### Task
Lines before the one containing "find the glacier" are excluded; reproduce that line and all lines after it in the entries below, exactly.

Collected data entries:
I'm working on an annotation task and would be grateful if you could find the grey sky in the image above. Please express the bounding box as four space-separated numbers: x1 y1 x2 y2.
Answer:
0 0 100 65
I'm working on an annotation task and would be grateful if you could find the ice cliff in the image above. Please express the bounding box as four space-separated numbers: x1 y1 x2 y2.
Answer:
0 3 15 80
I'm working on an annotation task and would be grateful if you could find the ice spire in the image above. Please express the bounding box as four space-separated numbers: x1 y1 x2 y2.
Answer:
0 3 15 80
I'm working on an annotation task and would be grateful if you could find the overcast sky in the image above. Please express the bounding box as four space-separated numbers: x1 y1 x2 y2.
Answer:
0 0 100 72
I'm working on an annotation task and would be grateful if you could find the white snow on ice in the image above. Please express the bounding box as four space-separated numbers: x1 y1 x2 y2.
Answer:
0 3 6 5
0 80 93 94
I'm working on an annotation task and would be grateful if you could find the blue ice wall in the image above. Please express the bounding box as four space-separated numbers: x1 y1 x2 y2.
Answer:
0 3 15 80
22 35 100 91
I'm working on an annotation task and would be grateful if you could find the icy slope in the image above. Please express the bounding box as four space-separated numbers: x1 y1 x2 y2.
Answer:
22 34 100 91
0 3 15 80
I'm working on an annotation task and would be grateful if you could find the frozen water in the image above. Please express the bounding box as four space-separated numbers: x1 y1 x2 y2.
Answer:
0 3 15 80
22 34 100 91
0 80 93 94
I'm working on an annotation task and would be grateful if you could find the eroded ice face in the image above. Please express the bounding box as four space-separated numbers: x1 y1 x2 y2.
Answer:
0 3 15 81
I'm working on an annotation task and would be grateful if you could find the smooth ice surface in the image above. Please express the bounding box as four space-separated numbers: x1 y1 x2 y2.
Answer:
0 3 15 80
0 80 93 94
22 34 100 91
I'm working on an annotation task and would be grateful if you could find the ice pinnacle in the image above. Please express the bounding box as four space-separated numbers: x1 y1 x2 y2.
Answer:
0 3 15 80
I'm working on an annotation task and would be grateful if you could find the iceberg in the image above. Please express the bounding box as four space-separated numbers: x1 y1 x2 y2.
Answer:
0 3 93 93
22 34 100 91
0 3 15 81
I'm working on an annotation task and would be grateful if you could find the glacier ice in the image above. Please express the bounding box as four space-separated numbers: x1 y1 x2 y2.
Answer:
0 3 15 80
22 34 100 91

### Output below
I'm working on an annotation task and would be grateful if you could find the glacier ice in the image above. Please express the bounding box as four space-separated numbers: x1 y1 x2 y2.
Answer:
0 3 15 80
22 34 100 91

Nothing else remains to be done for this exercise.